The end-of-the-year holidays have such a strong focus on the past. For me, they’ve always been about memories. I am like the farmer in Robert Frost’s poem “After Apple-Picking” who says:

      There were ten thousand thousand fruit to touch,
      Cherish in hand, lift down, and not let fall.

Even the darkness of these days, when the sun sets so early, makes me think of all the years behind me. I hold their memories in my hand, like those apples—and in my heart—for a bit before setting them down gently. Even if your past is filled with joy, time by its very nature involves loss.

We cherish the memories of the past year, and of our past lives, and then it is time to set them down and look to the future. So it is fitting and right that the holidays end with the beginning of a new year. Especially after the great troubles of 2020, it’s a relief to close the old calendar and open a fresh new one.

But isn’t it surprising that the new year begins right in the middle of winter instead of in the spring? In a way, it would make more sense if we started celebrating new beginnings when nature was actually starting anew. Wouldn’t it be easier to feel a sense of new hope if we were actually watching sprouts emerge from the dirt and buds open on the trees?

Instead, the new year is more about what we know is coming than about what we can see now. We know that we have turned an astronomical corner. We can read charts and learn that the sun is now rising four minutes earlier every day and that the northern hemisphere has stopped tilting farther and farther away from the sun and is now beginning to tilt a bit toward the sun. But this is not something we can take in with our senses. It’s too incremental, too technical, to notice.
################
== REQUIRED TASKS ==
**A)** Duplicate the stretch of the holiday essay from "Instead, the new" through "technical, to notice.".
**B)** In the holiday essay, how much earlier does the sun now rise each day?

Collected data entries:
################
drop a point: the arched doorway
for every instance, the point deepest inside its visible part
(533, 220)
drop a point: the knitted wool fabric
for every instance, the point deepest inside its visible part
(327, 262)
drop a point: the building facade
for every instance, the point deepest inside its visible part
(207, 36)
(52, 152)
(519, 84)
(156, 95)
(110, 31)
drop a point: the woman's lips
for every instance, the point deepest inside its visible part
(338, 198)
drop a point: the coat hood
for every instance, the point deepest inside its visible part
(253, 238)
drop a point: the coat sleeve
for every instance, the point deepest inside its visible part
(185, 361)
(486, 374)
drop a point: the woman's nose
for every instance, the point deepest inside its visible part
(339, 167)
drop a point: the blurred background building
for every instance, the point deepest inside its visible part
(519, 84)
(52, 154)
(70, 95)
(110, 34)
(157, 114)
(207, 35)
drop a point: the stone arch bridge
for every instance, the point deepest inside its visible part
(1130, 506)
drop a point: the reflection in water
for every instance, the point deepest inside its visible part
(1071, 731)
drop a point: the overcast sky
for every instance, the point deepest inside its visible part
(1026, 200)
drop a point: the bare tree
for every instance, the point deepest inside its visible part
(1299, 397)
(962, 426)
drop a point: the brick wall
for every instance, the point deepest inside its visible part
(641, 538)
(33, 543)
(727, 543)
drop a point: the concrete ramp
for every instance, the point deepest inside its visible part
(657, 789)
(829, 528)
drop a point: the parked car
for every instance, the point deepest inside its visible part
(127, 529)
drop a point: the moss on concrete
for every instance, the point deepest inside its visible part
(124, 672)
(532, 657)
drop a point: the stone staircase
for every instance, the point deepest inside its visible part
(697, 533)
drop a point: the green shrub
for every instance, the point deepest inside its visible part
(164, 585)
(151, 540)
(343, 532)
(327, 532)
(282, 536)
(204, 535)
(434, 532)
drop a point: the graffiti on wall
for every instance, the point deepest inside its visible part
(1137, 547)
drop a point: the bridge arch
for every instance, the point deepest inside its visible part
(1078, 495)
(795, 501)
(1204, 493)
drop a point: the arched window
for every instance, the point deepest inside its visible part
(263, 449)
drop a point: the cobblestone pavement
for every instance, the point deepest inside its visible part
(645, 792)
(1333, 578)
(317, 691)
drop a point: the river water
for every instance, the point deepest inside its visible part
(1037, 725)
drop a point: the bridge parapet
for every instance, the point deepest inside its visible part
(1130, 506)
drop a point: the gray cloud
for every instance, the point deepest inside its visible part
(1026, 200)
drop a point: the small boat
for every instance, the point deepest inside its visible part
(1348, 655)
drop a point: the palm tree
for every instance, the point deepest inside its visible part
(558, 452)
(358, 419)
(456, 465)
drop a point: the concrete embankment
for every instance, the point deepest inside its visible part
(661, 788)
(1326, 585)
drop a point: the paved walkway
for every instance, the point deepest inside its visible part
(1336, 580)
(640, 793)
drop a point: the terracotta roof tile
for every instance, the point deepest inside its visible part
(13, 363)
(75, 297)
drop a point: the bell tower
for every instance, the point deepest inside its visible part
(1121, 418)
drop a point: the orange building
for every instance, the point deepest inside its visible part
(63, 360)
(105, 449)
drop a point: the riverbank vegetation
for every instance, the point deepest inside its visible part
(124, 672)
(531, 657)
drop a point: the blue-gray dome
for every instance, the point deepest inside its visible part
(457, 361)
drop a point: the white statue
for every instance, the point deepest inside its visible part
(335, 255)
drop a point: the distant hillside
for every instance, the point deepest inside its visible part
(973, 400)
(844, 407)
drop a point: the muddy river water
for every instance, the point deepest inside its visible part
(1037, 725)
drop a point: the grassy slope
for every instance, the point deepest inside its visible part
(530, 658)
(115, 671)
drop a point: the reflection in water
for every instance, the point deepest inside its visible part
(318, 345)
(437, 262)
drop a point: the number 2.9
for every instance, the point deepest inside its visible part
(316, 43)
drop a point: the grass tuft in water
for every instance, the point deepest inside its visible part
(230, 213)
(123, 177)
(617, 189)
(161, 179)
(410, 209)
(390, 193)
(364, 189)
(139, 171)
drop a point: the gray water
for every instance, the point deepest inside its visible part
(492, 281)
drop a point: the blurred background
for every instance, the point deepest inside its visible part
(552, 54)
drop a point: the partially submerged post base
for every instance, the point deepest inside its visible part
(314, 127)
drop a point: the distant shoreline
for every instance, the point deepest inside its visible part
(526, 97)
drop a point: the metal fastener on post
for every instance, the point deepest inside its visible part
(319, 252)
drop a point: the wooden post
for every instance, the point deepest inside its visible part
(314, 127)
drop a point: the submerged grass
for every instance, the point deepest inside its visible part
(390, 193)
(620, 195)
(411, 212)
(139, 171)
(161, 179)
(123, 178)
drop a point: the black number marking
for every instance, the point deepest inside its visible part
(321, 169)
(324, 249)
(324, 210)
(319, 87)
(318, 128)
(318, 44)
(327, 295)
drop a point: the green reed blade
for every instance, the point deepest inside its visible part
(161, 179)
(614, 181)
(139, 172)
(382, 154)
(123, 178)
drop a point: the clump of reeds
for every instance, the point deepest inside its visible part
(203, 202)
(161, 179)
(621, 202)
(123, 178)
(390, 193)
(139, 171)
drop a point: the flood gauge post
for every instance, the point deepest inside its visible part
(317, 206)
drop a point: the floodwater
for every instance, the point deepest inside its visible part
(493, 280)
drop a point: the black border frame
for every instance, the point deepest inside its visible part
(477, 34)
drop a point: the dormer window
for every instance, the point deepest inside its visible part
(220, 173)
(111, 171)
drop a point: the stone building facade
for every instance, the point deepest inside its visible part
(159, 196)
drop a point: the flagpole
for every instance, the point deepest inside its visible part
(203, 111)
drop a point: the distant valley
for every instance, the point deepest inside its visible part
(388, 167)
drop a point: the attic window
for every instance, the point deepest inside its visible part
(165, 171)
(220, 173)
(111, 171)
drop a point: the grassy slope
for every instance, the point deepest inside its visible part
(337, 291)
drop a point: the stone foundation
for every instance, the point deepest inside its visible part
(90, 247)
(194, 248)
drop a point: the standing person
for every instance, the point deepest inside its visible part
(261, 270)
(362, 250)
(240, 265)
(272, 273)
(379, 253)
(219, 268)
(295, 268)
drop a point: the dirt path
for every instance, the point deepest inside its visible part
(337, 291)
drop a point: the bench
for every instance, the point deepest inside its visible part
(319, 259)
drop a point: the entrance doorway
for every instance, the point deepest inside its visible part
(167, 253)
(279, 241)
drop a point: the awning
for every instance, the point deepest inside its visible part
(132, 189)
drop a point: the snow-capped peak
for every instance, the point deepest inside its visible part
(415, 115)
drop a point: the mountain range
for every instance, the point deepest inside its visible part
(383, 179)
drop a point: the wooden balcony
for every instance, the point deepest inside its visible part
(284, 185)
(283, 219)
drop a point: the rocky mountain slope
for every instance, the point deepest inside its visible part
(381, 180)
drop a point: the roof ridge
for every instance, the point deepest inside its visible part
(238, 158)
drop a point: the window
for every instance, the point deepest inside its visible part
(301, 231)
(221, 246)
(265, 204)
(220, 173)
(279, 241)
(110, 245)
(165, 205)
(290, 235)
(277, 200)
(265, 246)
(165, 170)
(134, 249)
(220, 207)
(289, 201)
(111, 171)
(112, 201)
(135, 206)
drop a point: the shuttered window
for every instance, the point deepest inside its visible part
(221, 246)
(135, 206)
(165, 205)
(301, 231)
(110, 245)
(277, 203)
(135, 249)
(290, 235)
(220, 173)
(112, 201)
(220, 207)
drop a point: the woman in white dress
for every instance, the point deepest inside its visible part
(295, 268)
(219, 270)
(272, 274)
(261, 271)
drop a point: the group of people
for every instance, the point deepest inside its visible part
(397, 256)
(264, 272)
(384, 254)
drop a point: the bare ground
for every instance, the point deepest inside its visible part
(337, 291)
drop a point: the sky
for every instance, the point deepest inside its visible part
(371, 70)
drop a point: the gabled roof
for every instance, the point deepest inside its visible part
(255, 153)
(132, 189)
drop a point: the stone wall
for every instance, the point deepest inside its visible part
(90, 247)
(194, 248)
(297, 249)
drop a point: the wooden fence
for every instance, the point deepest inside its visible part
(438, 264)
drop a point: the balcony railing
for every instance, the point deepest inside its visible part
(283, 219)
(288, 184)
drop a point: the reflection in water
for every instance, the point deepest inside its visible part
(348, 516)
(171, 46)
################
== RESPONSES PER TASK ==
**A)**
Instead, the new year is more about what we know is coming than about what we can see now. We know that we have turned an astronomical corner. We can read charts and learn that the sun is now rising four minutes earlier every day and that the northern hemisphere has stopped tilting farther and farther away from the sun and is now beginning to tilt a bit toward the sun. But this is not something we can take in with our senses. It’s too incremental, too technical, to notice.

**B)** Four minutes earlier every day.